● **Work to complete**
Write out each record below exactly as it appears, with no pictures.

● **Extracted records**

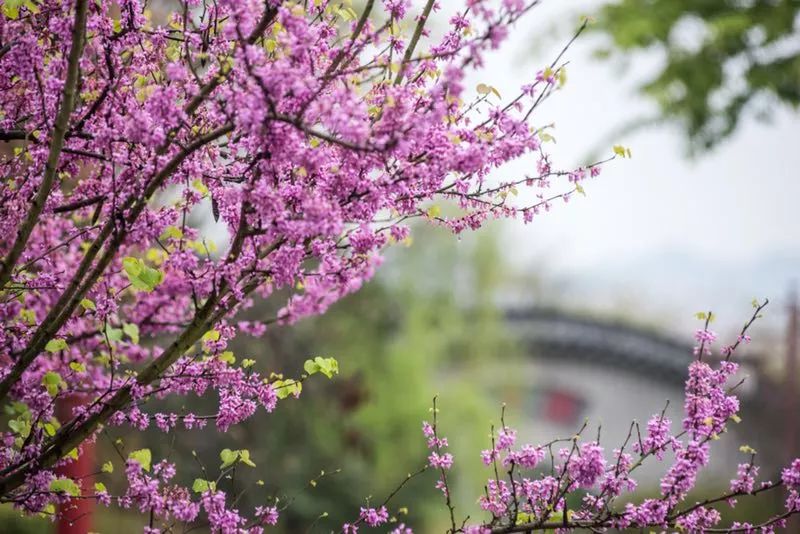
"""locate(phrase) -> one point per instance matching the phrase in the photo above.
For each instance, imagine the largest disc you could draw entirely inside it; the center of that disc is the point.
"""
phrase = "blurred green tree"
(722, 58)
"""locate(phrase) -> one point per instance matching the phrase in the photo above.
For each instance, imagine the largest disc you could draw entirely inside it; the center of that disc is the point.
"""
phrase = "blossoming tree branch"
(314, 135)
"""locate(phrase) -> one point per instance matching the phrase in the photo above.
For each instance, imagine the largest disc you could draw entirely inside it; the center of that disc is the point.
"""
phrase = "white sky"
(664, 234)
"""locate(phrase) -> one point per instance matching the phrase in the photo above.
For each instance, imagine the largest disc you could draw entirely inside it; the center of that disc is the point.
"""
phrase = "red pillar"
(75, 516)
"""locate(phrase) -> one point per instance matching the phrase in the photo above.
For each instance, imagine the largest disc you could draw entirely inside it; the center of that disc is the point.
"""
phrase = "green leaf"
(434, 211)
(143, 457)
(228, 458)
(201, 486)
(326, 366)
(211, 335)
(622, 152)
(284, 388)
(113, 334)
(11, 8)
(52, 381)
(132, 331)
(227, 357)
(172, 232)
(65, 485)
(141, 276)
(55, 345)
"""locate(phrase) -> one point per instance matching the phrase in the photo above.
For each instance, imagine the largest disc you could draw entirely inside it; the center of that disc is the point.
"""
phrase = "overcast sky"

● **Response to the task**
"""locate(phrase) -> one point per instance matching the phrase in the photo above.
For each instance, imagine the largest disc you could draw entirely inside it; the center of that disc is the point.
"""
phrase = "blurred green tree"
(722, 58)
"""locate(phrase) -> one point per instance matching the phrase in the photo above.
For each instance, imagine the largest disc you could draw entirely inside it; the center of that disc is the point.
"""
phrase = "blossoming tree branch"
(314, 135)
"""locate(phrase) -> one point per instance matching the phrase in the photo above.
For each instance, imagine the largest disc you could draw entirely inside it; the center of that disc is the point.
"""
phrase = "white sky"
(664, 234)
"""locate(phrase) -> one point per instance matching the phrase in the photo above.
For each instance, imagine the largest disc you could draw entirely inside it; the center of that disc is the point.
"""
phrase = "red pillar"
(75, 516)
"""locate(phrase) -> one point per instance matching the phrase in the photo above.
For each instance, imagine the largest disc you could draw entirely inside it; the center of that disc is the point.
"""
phrase = "green leaf"
(434, 211)
(143, 457)
(228, 458)
(201, 486)
(326, 366)
(211, 335)
(622, 152)
(284, 388)
(113, 334)
(11, 8)
(52, 381)
(132, 331)
(227, 357)
(172, 232)
(65, 485)
(141, 276)
(55, 345)
"""locate(phrase) -> one point per instance matching the phrase in the photo above.
For each instance, imagine the largest disc you could draw entirely inside it; the center of that disc is the point.
"""
phrase = "overcast sky"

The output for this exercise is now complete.